_WORK ITEM_. Below are some entries. Count the lines where "blade" appears and state only that number.

_Referring expression pointing data_.

----------------------------------------

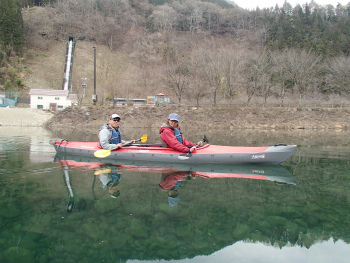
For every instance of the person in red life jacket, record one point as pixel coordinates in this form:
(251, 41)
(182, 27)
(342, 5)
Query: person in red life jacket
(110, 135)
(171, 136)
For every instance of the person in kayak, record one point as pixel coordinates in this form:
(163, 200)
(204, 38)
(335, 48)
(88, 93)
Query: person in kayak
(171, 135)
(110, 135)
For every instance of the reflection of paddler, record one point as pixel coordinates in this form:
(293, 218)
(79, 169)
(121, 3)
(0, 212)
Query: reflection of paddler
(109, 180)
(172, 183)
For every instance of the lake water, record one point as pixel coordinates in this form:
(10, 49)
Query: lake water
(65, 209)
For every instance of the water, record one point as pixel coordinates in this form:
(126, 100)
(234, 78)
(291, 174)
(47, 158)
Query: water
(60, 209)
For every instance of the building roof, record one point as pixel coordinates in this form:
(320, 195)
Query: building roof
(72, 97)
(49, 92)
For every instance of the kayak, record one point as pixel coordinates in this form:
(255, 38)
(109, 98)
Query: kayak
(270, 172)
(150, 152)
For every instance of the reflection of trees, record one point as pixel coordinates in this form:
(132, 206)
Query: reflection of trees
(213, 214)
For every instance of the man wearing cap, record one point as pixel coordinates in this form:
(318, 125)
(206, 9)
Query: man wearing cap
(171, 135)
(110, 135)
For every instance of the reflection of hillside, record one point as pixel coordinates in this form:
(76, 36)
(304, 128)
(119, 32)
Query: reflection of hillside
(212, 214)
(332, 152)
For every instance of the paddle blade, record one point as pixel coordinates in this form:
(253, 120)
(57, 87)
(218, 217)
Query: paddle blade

----------------------------------------

_YOUR SOLUTION_. 2